* _Text provided_

--- START ---

What is the coumarin content difference between cassia and Ceylon cinnamon and how does it affect liver risk?
Executive summary
Cassia cinnamon contains orders of magnitude more coumarin than Ceylon (true) cinnamon—typical cassia powders show coumarin in the low thousands of mg/kg while Ceylon samples are near or below detection limits—creating a real potential for chronic coumarin exposure from routine cassia use [1] [2] [3]. Regulatory bodies set a tolerable daily intake (TDI) for coumarin because high intake has been associated with elevated liver enzymes and, in severe cases, liver inflammation in susceptible subjects, yet human case-series and cohort data remain mixed and mechanisms are not fully resolved [3] [4].
1. Cassia versus Ceylon — how big is the chemical gap?
Analyses of retail cinnamon repeatedly show that cassia varieties contain much higher coumarin concentrations: multiple surveys report cassia ranging from roughly 1,740–7,670 mg per kg and even up to 12,200 mg/kg in some reports, while tested Ceylon samples were typically below detection or only a few hundred mg/kg at most—orders of magnitude lower and often effectively trace amounts [2] [1] [3]. Published summaries state cassia can contain up to about 1% coumarin whereas true Ceylon cinnamon contains only trace amounts (~0.004% in some cited figures), a difference frequently expressed as hundreds-fold to two-hundred-fifty-fold lower in Ceylon [1] [5].

--- END ---

* _What the task asks_
Continue the text on coumarin levels in cassia and Ceylon cinnamon from the point at which it ends. The records that follow are separate material and have no connection to the text on cinnamon.

* _Provided records_
--- START ---

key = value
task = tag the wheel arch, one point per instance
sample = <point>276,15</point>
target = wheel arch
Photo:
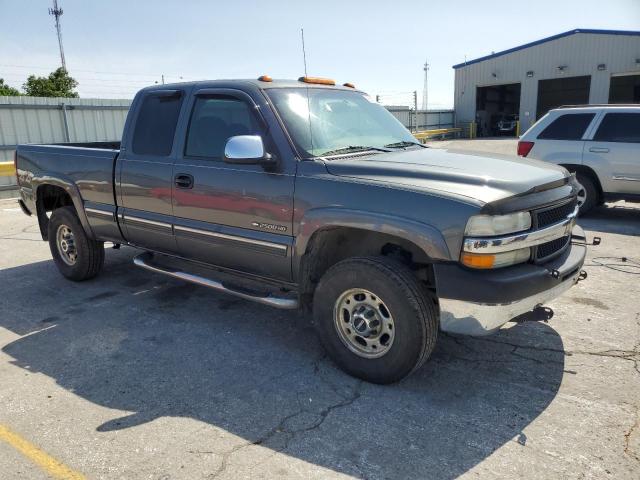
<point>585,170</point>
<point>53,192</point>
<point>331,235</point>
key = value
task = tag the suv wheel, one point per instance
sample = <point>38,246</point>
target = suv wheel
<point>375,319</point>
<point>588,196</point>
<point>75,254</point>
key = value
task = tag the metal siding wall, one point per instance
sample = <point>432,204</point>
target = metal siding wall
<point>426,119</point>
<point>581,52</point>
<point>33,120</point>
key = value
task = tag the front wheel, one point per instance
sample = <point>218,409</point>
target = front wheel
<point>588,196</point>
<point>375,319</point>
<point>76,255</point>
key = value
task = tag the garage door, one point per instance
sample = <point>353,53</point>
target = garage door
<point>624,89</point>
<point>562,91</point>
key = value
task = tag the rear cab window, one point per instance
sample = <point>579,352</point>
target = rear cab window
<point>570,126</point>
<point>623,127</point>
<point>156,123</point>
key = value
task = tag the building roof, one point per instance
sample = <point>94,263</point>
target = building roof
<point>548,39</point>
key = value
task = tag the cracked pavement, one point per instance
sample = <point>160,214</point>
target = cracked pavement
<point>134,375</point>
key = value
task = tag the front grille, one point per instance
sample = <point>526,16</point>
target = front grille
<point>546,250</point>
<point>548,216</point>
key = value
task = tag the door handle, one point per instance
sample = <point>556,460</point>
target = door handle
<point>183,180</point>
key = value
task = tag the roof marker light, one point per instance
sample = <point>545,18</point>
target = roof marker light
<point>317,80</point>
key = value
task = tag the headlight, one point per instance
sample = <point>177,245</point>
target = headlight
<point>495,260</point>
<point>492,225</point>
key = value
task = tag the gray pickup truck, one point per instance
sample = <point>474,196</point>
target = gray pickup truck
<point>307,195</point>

--- END ---
--- START ---

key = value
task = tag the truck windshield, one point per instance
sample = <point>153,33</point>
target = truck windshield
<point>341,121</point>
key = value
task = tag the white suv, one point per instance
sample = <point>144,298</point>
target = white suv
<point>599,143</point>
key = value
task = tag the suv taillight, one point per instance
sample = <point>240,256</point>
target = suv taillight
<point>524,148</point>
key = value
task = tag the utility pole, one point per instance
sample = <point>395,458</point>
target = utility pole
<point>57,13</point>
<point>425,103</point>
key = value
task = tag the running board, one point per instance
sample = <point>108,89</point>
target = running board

--- END ---
--- START ---

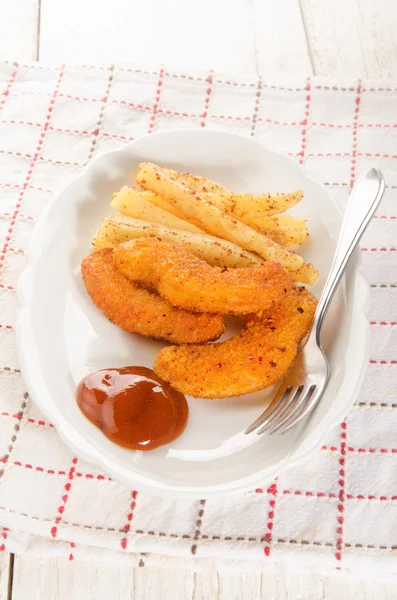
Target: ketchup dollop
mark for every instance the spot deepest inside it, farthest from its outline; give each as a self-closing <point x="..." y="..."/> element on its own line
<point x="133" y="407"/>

--- END ---

* _Answer for this exercise_
2. What those concentrations mean for everyday intake
Because typical household measures concentrate the spice, a single teaspoon (about 2.6 g) of cassia cinnamon can deliver several milligrams of coumarin—estimates put that between roughly 6.9 and 18 mg per teaspoon depending on the cassia sample—enough that daily use of a teaspoon could exceed conservative regulatory daily intake guidance for many adults [6] [3]. Regulators such as EFSA and national institutes use a TDI of 0.1 mg/kg body weight/day (and some reassessments suggest similar or slightly different benchmarks), so routine cassia use—especially in children or small adults—can push exposure above those limits [3] [2].
3. Liver risk: animal data, human signals, and the uncertainty
Animal studies show coumarin can cause liver and other organ toxicity and has tumorigenic effects in rodents, which underpins regulatory caution; human data are less definitive—observational reports and a Japanese study of Kampo medicines found liver-test abnormalities but did not demonstrate a clear dose–response above or below the TDI in that cohort, leaving causality and individual susceptibility unresolved [5] [4]. Regulatory agencies note that in especially sensitive persons even comparatively small coumarin doses can cause reversible liver damage, and surveys of food products highlight that chronic elevated intake "can lead to elevation of liver enzymes, and in severe cases to inflammation of the liver"—a conservative stance intended to protect susceptible subgroups [3] [7].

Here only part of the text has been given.